## [DOCUMENT SEGMENT]
--- START ---
When I consider the hour's worth of sorting through pictures of anti-abortion fetus snuff porn I came across while researching Roe, I'm pretty sure that "life" is hardly what anti-choicers have in mind. Rather, the "concern" I've seen regarding the act of abortion is about shaming pregnant women, transfiguring them from "sluts" to "baby-killers" based on their sexualty and rejection of their fertility, and all-around getting off on finding reasons to mind some other person's business. Why else the concentration on how the person was impregnated ("legitimate rape" or fornication)? Why else the transvaginal ultrasound mandates?  Why else the protesters getting in women's faces, without any concern of why they are seeking care at the clinic of their convenience?

It isn't concern for those women, I think one can be sure. It isn't respect for their privacy, or right to their own bodies. Which is why, despite all these attacks on Roe, I believe it should stand. And I will never quite grasp how anyone might think this decision is anything but the choice of the pregnant person, herself; I will never understand how anyone wants to make this decision without trying to stand in her shoes, grasp her obligations, debts, fears, unless, unless, oh, unless--

They don't get that this pregnant person is not just pregnant--but a person. The Roe decision acknowledged the standing of the pregnant woman in her own affairs.  I hope society catches up with this radical idea that pregnant women are people first. And I have great hope.
--- END ---
Stored items
--- START ---
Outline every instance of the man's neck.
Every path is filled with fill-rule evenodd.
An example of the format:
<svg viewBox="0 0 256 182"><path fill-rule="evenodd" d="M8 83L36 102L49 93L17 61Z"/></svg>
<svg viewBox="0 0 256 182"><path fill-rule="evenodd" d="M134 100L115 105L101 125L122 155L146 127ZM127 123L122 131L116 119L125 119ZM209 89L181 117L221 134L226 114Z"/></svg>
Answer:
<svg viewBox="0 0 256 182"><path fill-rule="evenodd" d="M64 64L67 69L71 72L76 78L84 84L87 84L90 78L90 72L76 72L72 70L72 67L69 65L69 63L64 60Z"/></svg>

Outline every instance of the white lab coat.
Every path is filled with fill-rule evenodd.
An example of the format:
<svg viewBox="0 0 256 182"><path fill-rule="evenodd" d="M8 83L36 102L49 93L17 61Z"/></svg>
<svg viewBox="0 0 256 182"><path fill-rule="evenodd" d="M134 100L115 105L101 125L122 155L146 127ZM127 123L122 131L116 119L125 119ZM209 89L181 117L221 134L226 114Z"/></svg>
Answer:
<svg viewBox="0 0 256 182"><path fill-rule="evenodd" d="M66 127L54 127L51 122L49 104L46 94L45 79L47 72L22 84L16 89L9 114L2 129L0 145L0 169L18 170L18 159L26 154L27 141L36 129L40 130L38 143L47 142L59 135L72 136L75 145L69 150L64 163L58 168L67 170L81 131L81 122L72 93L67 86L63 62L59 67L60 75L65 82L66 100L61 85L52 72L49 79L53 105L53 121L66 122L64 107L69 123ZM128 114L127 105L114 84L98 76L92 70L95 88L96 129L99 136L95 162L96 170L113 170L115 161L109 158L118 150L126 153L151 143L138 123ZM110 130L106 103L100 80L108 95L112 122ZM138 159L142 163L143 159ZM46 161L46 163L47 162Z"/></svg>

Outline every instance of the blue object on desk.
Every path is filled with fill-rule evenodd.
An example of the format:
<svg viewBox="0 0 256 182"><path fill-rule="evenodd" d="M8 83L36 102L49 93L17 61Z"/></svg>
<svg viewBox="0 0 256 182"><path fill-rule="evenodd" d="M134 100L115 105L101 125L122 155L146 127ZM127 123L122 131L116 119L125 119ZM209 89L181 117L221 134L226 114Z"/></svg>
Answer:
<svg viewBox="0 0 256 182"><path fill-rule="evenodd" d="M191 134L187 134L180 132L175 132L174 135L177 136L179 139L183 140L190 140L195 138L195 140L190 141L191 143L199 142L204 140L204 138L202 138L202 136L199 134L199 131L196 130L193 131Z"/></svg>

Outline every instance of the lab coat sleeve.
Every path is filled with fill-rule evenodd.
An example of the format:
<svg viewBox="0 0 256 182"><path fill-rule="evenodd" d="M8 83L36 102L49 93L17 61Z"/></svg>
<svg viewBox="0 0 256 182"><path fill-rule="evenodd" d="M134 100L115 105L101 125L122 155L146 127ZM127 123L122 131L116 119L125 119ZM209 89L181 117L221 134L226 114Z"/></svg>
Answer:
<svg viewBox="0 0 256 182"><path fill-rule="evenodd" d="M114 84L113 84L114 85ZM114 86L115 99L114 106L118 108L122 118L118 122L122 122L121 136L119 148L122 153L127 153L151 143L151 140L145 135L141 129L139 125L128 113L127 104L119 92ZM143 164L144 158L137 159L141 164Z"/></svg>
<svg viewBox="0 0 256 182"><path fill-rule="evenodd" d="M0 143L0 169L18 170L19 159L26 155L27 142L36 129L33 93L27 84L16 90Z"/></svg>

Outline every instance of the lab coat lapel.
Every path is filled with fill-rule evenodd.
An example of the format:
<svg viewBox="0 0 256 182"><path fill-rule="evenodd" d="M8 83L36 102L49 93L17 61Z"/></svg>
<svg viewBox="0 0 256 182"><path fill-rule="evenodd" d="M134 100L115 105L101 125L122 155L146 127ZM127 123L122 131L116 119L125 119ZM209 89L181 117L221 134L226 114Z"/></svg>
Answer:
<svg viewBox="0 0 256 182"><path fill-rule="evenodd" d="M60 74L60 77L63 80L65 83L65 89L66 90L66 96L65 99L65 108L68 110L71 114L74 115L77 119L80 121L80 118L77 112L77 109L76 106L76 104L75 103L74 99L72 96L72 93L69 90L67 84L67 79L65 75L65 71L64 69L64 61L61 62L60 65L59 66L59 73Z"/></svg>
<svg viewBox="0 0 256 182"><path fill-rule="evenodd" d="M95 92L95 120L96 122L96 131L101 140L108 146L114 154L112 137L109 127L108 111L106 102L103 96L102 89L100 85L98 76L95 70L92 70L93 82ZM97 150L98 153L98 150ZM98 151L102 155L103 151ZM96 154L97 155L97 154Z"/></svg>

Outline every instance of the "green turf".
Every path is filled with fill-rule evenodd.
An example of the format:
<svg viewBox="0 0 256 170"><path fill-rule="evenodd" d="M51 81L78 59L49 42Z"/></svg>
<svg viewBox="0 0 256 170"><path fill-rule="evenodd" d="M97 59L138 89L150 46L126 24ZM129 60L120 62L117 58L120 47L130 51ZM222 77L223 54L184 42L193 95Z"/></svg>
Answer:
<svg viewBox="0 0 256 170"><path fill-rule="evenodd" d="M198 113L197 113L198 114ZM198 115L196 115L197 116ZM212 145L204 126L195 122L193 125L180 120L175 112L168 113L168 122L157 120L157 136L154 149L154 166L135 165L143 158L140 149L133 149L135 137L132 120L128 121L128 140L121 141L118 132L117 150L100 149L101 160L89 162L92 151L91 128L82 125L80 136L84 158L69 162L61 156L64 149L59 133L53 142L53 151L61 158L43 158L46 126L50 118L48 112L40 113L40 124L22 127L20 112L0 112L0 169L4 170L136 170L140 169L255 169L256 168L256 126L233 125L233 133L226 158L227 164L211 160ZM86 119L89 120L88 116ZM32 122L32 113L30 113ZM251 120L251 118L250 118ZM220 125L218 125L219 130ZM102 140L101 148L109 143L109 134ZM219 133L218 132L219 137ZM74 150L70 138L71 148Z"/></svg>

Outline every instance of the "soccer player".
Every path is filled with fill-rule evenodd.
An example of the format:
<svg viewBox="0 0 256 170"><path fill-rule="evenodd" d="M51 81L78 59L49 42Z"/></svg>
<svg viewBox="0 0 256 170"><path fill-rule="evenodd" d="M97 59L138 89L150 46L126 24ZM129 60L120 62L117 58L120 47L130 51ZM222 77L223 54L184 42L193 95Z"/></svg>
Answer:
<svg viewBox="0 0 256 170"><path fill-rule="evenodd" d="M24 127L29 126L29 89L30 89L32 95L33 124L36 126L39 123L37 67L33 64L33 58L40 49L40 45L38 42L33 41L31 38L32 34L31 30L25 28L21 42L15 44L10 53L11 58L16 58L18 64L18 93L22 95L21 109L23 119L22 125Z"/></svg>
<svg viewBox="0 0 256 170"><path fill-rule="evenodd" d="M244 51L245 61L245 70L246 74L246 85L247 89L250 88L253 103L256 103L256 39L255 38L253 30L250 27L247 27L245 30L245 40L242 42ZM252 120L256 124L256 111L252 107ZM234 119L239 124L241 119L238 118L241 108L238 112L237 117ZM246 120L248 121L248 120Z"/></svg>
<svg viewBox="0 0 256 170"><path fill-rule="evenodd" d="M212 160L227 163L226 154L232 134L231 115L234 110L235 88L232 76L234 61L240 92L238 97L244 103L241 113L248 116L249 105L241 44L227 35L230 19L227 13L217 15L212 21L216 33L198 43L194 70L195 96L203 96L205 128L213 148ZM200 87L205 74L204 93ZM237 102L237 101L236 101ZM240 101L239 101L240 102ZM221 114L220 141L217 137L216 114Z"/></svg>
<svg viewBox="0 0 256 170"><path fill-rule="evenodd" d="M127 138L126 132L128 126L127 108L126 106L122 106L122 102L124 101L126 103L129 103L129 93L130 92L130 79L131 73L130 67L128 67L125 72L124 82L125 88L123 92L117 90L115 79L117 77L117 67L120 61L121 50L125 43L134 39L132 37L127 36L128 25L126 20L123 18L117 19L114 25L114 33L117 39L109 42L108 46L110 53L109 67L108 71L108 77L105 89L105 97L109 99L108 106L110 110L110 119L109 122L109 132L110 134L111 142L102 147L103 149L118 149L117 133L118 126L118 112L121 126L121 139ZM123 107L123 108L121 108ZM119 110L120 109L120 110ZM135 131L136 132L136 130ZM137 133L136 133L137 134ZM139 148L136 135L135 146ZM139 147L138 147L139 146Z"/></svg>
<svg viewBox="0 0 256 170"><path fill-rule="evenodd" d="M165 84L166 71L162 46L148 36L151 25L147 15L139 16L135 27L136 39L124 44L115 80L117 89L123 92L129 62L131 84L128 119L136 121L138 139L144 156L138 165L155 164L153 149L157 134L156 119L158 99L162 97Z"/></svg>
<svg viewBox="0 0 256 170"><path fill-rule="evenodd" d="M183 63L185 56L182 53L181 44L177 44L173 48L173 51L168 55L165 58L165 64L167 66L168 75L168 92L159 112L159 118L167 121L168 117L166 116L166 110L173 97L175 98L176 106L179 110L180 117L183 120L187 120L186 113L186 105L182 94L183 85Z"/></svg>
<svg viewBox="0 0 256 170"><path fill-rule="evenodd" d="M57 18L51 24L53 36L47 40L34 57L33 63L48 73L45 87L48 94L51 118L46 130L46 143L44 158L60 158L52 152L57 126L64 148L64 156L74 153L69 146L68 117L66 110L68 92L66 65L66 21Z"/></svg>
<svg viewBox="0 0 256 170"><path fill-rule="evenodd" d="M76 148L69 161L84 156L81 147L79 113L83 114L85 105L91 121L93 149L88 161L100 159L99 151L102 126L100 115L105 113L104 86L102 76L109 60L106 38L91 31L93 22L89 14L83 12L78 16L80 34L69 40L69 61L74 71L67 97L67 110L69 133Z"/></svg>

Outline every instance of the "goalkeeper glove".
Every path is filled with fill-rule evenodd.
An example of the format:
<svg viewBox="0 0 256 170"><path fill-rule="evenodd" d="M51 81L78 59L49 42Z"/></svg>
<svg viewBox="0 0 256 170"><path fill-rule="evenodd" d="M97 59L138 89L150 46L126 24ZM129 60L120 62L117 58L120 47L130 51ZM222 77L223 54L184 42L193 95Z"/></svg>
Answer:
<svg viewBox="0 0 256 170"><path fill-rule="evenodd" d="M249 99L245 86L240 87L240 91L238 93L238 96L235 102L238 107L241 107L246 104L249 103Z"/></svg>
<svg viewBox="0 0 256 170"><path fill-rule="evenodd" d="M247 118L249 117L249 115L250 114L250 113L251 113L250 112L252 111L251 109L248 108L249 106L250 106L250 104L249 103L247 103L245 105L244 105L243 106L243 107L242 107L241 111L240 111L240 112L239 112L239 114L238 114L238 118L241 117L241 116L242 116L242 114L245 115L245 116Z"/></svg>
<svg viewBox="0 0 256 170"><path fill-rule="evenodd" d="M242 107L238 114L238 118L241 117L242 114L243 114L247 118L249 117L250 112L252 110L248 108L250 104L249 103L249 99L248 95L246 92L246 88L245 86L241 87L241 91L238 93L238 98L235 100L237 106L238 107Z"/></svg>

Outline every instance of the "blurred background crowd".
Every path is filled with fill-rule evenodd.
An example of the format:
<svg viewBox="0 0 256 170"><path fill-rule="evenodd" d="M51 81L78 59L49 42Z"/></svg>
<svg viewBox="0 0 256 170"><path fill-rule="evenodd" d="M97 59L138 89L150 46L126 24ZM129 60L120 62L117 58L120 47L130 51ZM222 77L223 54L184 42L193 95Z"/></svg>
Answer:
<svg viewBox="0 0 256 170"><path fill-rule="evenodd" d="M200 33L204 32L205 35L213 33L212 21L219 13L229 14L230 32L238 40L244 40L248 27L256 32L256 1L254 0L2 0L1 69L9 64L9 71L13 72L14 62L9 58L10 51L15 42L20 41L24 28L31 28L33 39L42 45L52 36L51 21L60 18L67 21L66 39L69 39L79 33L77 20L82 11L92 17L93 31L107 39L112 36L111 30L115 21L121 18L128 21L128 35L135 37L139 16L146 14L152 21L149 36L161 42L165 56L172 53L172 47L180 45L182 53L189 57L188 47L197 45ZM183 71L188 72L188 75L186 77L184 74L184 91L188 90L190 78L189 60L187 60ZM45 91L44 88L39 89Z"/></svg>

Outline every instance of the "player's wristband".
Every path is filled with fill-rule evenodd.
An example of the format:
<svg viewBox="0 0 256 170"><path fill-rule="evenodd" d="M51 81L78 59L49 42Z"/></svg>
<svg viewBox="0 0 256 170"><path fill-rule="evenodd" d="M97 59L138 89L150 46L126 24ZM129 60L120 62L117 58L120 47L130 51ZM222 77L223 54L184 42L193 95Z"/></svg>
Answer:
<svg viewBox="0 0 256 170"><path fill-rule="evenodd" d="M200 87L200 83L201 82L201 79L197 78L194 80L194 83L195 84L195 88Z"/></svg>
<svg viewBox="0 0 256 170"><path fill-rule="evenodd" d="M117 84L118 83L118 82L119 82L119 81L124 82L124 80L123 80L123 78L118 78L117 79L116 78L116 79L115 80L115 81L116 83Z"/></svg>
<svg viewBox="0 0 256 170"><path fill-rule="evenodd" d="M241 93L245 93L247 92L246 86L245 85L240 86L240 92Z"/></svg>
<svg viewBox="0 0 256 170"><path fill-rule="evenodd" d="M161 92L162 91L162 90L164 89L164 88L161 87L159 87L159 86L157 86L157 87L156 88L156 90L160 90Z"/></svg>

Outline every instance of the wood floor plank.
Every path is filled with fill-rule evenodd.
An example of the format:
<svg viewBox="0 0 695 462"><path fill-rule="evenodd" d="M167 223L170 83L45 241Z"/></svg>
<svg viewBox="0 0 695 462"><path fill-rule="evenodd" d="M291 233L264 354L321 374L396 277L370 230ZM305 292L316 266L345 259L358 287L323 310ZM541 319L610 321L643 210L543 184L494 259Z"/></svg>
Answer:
--- END ---
## [ASSIGNMENT]
List every word or phrase that the text about Roe places inside quotation marks. The records are separate material and are unrelated to the text about Roe.

## [ANSWER AREA]
"life", "concern", "sluts", "baby-killers", "legitimate rape"